At the line containing "Set-play tagging: locate each instance of the white sneaker", begin repeating lines exactly, and stop only after the final line of the records below.

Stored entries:
::::::::::
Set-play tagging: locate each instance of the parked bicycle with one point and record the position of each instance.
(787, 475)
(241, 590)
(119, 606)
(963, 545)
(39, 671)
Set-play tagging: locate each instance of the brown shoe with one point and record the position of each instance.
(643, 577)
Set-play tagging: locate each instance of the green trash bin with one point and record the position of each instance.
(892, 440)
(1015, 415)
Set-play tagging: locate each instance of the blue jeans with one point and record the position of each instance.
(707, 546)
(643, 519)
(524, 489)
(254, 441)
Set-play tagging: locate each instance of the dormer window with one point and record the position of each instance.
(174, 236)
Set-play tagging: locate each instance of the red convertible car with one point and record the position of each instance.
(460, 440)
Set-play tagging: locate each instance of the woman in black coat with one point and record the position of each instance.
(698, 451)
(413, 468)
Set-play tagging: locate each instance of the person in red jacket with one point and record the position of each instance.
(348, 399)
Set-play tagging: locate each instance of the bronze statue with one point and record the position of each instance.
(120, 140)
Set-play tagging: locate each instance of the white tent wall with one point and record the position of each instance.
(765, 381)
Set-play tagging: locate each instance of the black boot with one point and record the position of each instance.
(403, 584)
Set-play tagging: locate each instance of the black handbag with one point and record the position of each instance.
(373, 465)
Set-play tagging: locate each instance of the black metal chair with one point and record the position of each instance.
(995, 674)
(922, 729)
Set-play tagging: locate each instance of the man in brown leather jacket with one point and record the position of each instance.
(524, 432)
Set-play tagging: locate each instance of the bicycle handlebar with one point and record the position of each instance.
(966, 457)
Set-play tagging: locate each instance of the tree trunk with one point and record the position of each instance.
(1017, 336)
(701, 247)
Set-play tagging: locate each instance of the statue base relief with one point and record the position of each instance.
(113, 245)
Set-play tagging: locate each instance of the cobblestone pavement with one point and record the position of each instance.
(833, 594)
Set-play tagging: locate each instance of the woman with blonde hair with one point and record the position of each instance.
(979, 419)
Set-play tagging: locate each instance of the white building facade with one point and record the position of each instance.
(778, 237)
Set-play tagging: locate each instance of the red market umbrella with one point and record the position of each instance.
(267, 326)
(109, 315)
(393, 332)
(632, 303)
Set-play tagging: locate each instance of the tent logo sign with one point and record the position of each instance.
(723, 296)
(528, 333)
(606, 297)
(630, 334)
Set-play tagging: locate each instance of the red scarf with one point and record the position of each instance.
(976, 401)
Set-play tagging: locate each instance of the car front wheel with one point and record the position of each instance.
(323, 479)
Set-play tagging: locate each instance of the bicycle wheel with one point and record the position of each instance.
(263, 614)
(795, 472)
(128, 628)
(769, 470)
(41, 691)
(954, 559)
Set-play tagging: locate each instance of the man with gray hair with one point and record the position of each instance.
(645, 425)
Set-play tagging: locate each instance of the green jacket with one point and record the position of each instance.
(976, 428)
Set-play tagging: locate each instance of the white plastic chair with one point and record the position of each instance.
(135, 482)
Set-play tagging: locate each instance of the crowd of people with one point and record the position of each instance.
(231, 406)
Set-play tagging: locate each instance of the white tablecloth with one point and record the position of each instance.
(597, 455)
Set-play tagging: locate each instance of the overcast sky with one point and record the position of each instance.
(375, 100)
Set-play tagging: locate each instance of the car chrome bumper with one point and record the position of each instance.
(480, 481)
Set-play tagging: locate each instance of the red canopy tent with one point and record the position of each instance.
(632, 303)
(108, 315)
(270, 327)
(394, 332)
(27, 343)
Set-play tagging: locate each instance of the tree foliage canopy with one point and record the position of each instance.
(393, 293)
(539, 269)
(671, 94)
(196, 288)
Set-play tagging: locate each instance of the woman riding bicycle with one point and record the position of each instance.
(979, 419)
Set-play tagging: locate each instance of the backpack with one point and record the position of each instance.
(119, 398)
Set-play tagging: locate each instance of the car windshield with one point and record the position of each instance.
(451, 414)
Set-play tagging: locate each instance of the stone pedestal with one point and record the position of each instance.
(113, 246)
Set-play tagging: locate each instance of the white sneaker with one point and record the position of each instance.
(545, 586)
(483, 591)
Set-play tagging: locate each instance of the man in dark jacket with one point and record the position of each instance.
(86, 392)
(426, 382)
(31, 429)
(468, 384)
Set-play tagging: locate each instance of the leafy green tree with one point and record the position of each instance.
::::::::::
TASK OUTPUT:
Set-play tagging: locate each instance of the white sneaker with one point and record the position of each instance.
(545, 586)
(483, 591)
Set-play tagging: locate each instance of the man in dark jacket with one point and record the position of each instance.
(86, 392)
(426, 382)
(31, 429)
(468, 384)
Set-play tagging: locate each instance of the leafy green tree with one point and record the position of each instance.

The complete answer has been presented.